Task 1:
Quote the forum thread about the RS/6000 server from "I think it couldn't" up to and including "another AIX box?".
Task 2:
Translate this sentence from the forum thread about the RS/6000 server into Spanish: "Putting the drives in another AIX machine is probably going to be the quickest way of recovering your data."
Task 3:
Carry on the forum thread about the RS/6000 server from where it stops.

Page text:
Tek-Tips is the largest IT community on the Internet today!

Members share and learn making Tek-Tips Forums the best source of peer-reviewed technical information on the Internet!

  • Congratulations Mike Lewis on being selected by the Tek-Tips community for having the most helpful posts in the forums last week. Way to Go!

Cannot boot up old RS/6000 box

Status
Not open for further replies.

alteh

Programmer
Aug 31, 2007
3
0
0

Hello world,

I need to boot up this 10 year old IBM RS/6000 server. I can't ping it on the network. It's supposed to be running AIX.

The LED is showing an error code of FFE.

It's one of a sequence of Firmware Checkpoint Codes.

The manual says FFE means: "No boot - critical error(s) reported by IPL ROS -or- F1 key pressed", but I did not press F1.

But it's not really helpful as I have no other explanation. What does it really mean? What could the critical error(s) be?

I think it couldn't get beyond the firmware, so disk not read hence no boot up - tape still stuck in tape drive, diskette and CD-ROM drives not working...etc., because no controller processes running.

What do I do next? Change the battery on the motherboard? which may be for the IPL ROS Flash EPROM? I don't even know if the hard drives (x2) are OK or not.

I've also got an even older green console that can be plugged in, but it's trial and error when following the screen prompts and menus. Doesn't seem to like to reboot the box either.

I'm thinking perhaps I might try plugging the hard drives in another AIX box?

Any suggestions, tips, information... welcome.

I MUST rescue the data on the box!!!!!!

Thanks,

Al

 
Putting the drives in another AIX machine is probably going to be the quickest way of recovering your data. It should be straightforward to import the volume group.

Apart from that, it would be helpful to include the machine type and model, as well as the version of AIX you are expecting on the machine.

Judging by the types of errors in the same range/family as FFE, it looks like a hardware fault. My first inclination would be to open it up and make sure all connections are firmly seated, blow out excess dust. The description for FFE isn't that any particular part has failed, so that usually points me to look for loose connections.
 
Thanks. It was a hard disk crash! Heard some clicking noise whilst attempting to boot up, so opened up front panel to check. The amber LED is not lit, another small amber LED on circuit board is on.

Got to get a replacement drive then. Found a boot tape made from smit mksysb, so put that in, and got Base Operating System on the green monitor.

BTW - has this tape got the whole world on it? There're other tapes too - rootvg, applvg, and Sybase dumps. But all no use to me as got no O/S yet.

Anyway, I eventually got the Installation and Maintenance screen, with options:
(1) Start Install Now with Default Settings
(2) Change/Show Installation Settings and Install
(3) Start Maintenance Mode for System Recovery

Any ideas? Don't know how the box is set up. Am concerned that data might be spread out over several disks? And I want to ensure existing data is intact and not overwritten by tape. Shall I just pull the other disks out? and just leave the new blank drive in? Do I need to worry about volume groups? Don't know much about them.

Recorded data:
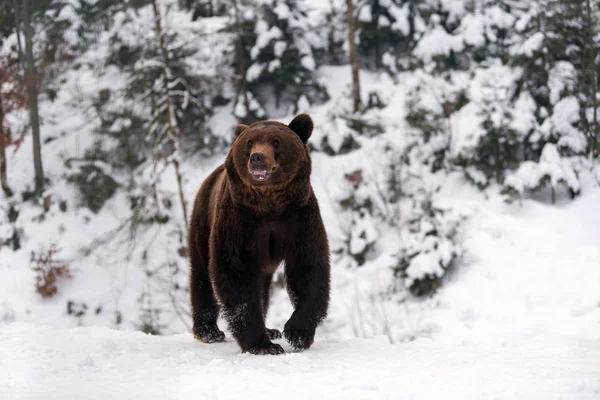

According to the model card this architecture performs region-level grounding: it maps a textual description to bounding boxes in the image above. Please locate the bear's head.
[229,114,313,188]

Final result 1:
I think it couldn't get beyond the firmware, so disk not read hence no boot up - tape still stuck in tape drive, diskette and CD-ROM drives not working...etc., because no controller processes running.

What do I do next? Change the battery on the motherboard? which may be for the IPL ROS Flash EPROM? I don't even know if the hard drives (x2) are OK or not.

I've also got an even older green console that can be plugged in, but it's trial and error when following the screen prompts and menus. Doesn't seem to like to reboot the box either.

I'm thinking perhaps I might try plugging the hard drives in another AIX box?

Final result 2:
Colocar los discos en otra máquina AIX probablemente será la forma más rápida de recuperar sus datos.

Final result 3:
Need to get it up and running before planning to move everything off to another box.

I'm a developer with mainly Solaris background and Sybase, never got this involved with an AIX box, especially this old (1997-1999).
 
Volume groups are very important, yes you need to pay attention to them.

Do you have a method of identifying which physical disks belong to which volume groups?

Try pulling the dead disk out, and powering up.

If the system still refuses to boot, it was probably a member of rootvg (operating system), and you'll have to go through a mksysb process to proceed with recovery.

If the system boots, the dead drive may have been a member of another volume group, or it may have been a mirror copy of rootvg; you'll just have to figure out what's present and what's missing to make that determination.

If you have to do a mksysb recovery though, you're likely to have a problem: with rootvg missing a disk, you may not have enough disk space to recover the mksysb. If/when you get the disk replaced, the mksysb procedure should identify any existing/remaining rootvg disks, disks that belong to other VGs, and disks that do not belong to any VG (your replacement disk). You will have to make sure that the mksysb process knows which disks it can recover to.
 
The RS/6000 has got 2 internal SCSIW disks, one is 1.08GB, the other 4.3GB.

There's also an external SCSI tower with 2 SCSIW disks.

I don't know what's on which disks. I just know that AIX 4.1 must be on the crashed 1.08GB disk, because the box isn't booting up, with or without it being inserted. Thus, the small 1.08GB must be Rootvg or part thereof. I don't know if any other disk(s) is/are part of Rootvg too.

I assume the raw Sybase database device is on the fat 4.3GB disk. I've also got Applvg on another tape, with Sybase files, the applications and user files I guess. Once AIX is up and running, I can restore Applvg from tape using smit, if necessary.

The AIX installation manual says there're 3 options for restore:
(1) Complete new/blank restore/installation overwriting/erasing everything
(2) Restore over existing AIX installation (overwriting AIX files but preserving others)
(3) Migration mode from AIX 3.2 up to and including AIX 4.1.0 ??

So, I think I will pull out the other disks, put in the new blank disk, and restore the smit mksysb (assume got rootvg only) boot tape to it, reboot and see what happens. This way, it won't destroy data on the other disks. And if any of them are needed, the BOS should complain? If all fails, I can then reinsert the other disks, and repeat the process.

Only thing is, the manual just talks about hdisk0. I'm not sure if I've seen that on the green screen.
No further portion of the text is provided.